» **What to work on**:
1) Repeat word for word the passage of the essay on complexity in software development from "A car engine" to "of an engine.".
2) Carry on the essay on complexity in software development, starting after its final sentence.

» **Document section**:
Complexity. Software. Resiliency.

Written by kfanous | Published 2021/08/28
Tech Story Tags: software-development | software-engineering | complexity | chaos-engineering | design-systems | technology | philosophy | hackernoon-top-story

TLDR Complexity: The Emerging Science at the Edge of Order and Chaos -- a book I highly recommend. Complex systems display collective behavior that emerges from interactions between their parts. Software development exhibits many of the properties of complex systems: emergence, non-linearity, and adaption. Software teams, most notably OSS projects, are typically autonomous and self-managed. More importantly, the process of building software is at its heart based on social interactions. This requires software teams to be able to adapt to their changing environment.via the TL;DR App

Complex Systems: The Beginning

I recently finished reading Complexity: The Emerging Science at the Edge of Order and Chaos-- a book I highly recommend.

The book was my first foray into the world of complex systems and provided a good overview on the topic as well as the Santa Fe Institute (an independent, nonprofit theoretical research institute located in Santa Fe and dedicated to the study of complex systems).

As I was reading the book, I couldn’t help but think about the properties of complex systems and their prevalence in software development, at least for large software projects.

Complex systems, not to be confused with complicated ones, are systems that possess the following properties:

  • They are non-linear, meaning that a small change to the system’s input can result in a disproportional change to the system’s output.
  • They are emergent, meaning that the properties the whole system exhibits differ from those shown by the individual parts comprising the system.

Thus, complex systems display collective behavior that emerges from the interactions between their parts. The other main properties are adaptation and feedback loops implying that these systems change and adapt to their environment.

Complex systems are very common, in fact, we live in one. Our climate is an example of a complex system. So is the entire human body and even a single human cell…

Cities are complex systems and so is the universe.

It’s worth noting that there is a difference between complicated and complex systems.

A car engine is a complicated system, but it is not complex.

A car’s engine is composed of many parts that behave according to some specification. These parts operate in concert to ultimately provide the functionality of an engine.

There are no emergent properties to be found in a car’s engine. Nor does it adapt to its environment, and, thankfully it doesn’t exhibit non-linear properties.

Software Development: A Complex System?

I believe, mostly based on my experience, that the process of building fairly large software is an example of a complex system. In my opinion software development exhibits many of the properties of complex systems: emergence, non-linearity, and adaption.

If you’ve ever worked on a software team, you might have witnessed how the team interactions are unique. A software team’s characteristics aren’t the average of the individuals comprising this team, rather they are a unique amalgam of these individuals’ characteristics.

Software teams, most notably OSS projects, are typically autonomous and self-managed. More importantly, the process of building software is at its heart based on social interactions.

Individuals working together on a software project will have to find the most optimal way for them to interact. Examples of these interactions include knowledge sharing, the team structure and hierarchy, coding guidelines and more. In short, the team’s behavior, principles and characteristics emerge from the interactions between the individuals.

Every software project I have worked on is subject to changing requirements and assumptions.

This requires software teams to be able to adapt to their changing environment. These changes can also be immensely disruptive.

What can at first appear to be a seemingly simple change can in fact result in a significant amount of work, or even worse introduce catastrophic failures. This is yet again another characteristic of complex systems: non-linearity.

Location identification lines
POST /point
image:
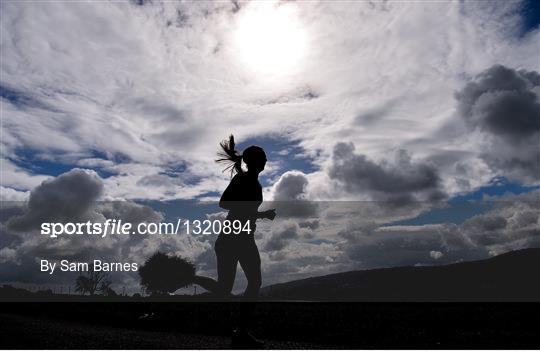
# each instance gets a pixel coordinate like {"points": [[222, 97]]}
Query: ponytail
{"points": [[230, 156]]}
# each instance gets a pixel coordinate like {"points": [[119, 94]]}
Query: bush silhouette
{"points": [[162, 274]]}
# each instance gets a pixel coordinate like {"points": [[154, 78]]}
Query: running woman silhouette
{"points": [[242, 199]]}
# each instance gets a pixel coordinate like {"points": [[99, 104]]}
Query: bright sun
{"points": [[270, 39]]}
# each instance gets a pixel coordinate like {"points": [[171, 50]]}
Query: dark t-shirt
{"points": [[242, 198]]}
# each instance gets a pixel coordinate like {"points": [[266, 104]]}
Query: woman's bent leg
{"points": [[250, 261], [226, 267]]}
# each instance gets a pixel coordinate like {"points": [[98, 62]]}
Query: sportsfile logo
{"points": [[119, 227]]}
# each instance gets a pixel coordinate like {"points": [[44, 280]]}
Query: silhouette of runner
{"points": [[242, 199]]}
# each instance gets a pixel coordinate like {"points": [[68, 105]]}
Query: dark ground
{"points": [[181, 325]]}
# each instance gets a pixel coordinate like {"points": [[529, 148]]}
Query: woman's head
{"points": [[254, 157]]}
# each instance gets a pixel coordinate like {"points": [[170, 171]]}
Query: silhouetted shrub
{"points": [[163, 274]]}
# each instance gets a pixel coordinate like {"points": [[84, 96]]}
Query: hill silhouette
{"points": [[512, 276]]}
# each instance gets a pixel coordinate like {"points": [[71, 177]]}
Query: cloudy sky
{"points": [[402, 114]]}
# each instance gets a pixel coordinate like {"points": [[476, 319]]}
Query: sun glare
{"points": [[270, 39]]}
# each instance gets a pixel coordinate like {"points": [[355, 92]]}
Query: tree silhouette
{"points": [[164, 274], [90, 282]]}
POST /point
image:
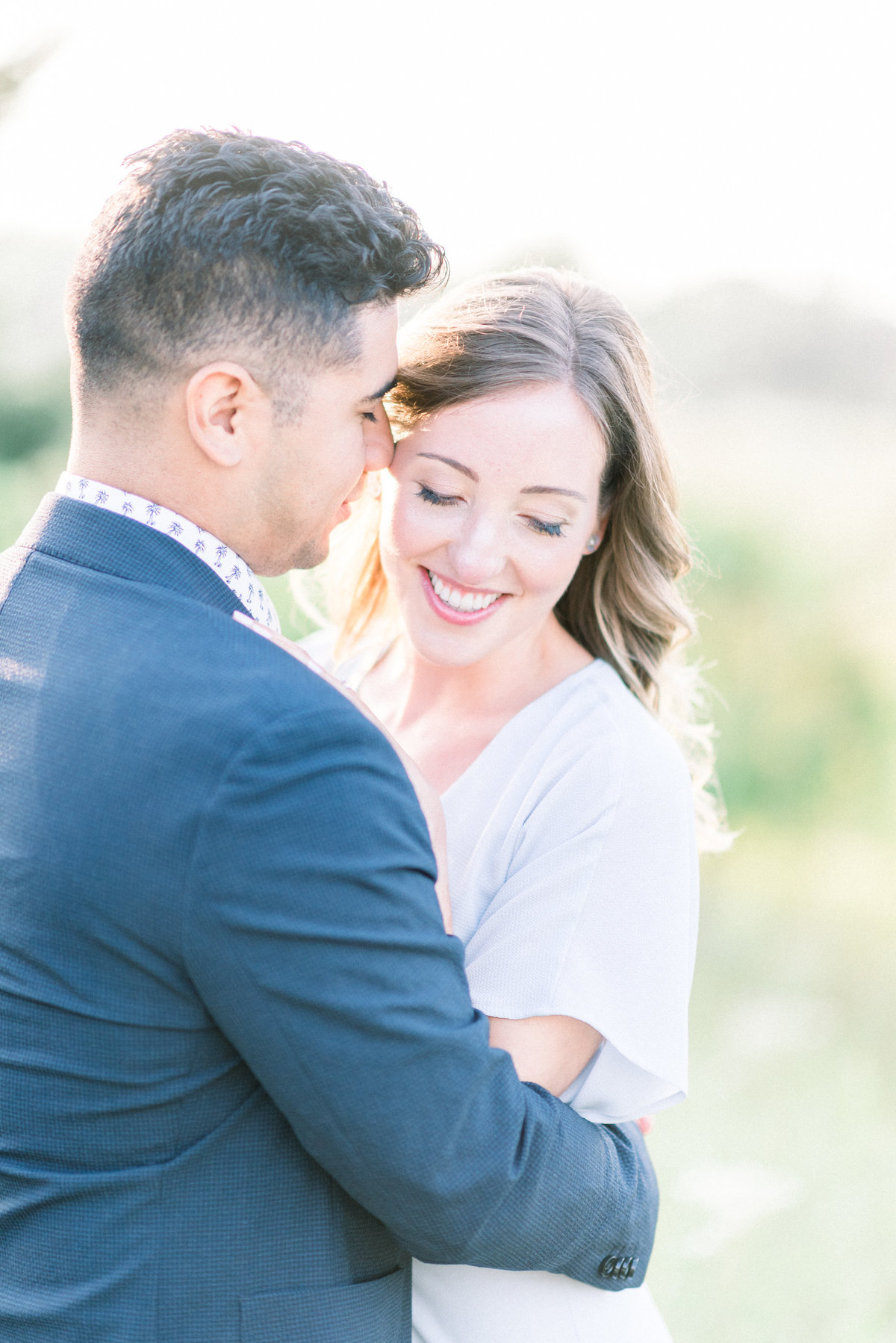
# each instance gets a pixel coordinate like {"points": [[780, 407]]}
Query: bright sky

» **Results of the exercise**:
1)
A car engine is a complicated system, but it is not complex.

A car’s engine is composed of many parts that behave according to some specification. These parts operate in concert to ultimately provide the functionality of an engine.

2)
Ok, so what?

Maybe software development is indeed a complex system, maybe it’s not. I’m not here to make this argument or provide irrefutable evidence to sway you that it is. However, like any system, complex or not, you probably want your software development “system” to be resilient.

“resilience determines the persistence of relationships within a system and is a measure of the ability of these systems to absorb changes of state variables, driving variables, and parameters, and still persist.” C. S. Holling

Resilience is basically the ability of a system to absorb a shock to it and quickly bounce back to a functional, equilibrium state.

Oftentimes, the shocks that can bring a seemingly indestructible system down are initially very minor, even inconsequential. Consider the collapse of the Soviet Union or the collapse of many of the Arab regimes in the spring of 2010.

Chaos Engineering: Making the Software Team Resilient

I can think of two main shocks to the software development process: changing requirements and personnel departures. I’ll be ignoring the former in this article and focusing on the latter, which, arguably, can have a larger negative impact and is one that I think is overlooked.

You can never truly plan for employee departures, they are typically abrupt, especially if the employee leaves on her own volition. Employees can leave for many reasons: moving, taking time off, a new job and many more.

However, an employee departure represents a shock to your software development system. The shock, or impact, that an employee's departure induces can take many forms.

Perhaps the departing employee is an expert in one or more subsystems of the software and his or her departure will result in a significant knowledge gap. This expertise is not limited to knowledge about various modules of subsystems of the software.

It can also include other skills. The departing employee could be an expert debugger, your go-to person for debugging complex and hard to reproduce bugs. They could also be an excellent system designer and your teams rely on them for system design and architecture. Obviously, an employee leaving their team will result in the team having to pick up their work which can result in delays to releasing the feature the team is working on.

Regardless of the skill that person possesses, each time an employee departs can result in a shock to your software development “system”. This shock can be limited to the team the individual is working on, or for more senior engineers the impact could be much wider.

One way to minimize the impact of shocks, like the ones that are induced by departing employees, is to artificially introduce them. You know that you will be losing people in any given year, so perhaps practicing the impact of these departures, will better position you and your teams to handle them when they actually do happen. No, I am not suggesting random firings!

This, in principle, is what a recent article by Dan Lebrero is trying to address. Dan introduces the concept of a Lucky Lotto, shown below. Note, that the rules were later on modified by Dan. I encourage you to read his article in full.

Welcome to Akvo’s Lucky Lotto!

Starting last week of September, we are going to start running our own Akvo’s Lucky 
Lotto. All of you will have a chance to win, and your team to enjoy the results of 
your disappearance.

Rules:
1- Every Monday a random person will win the Lucky Lotto.
2- The winner will work on some side project.
3- The winner will be completely unavailable to colleagues and to the rest of Akvo 
   for the week.
4- Everybody, including product managers, gets one ticket every week, even if you 
   don’t want it.
5- Every time that rule 3 must be broken, the winner must make a note (I will share 
   some doc to do this).

Above copied with permission.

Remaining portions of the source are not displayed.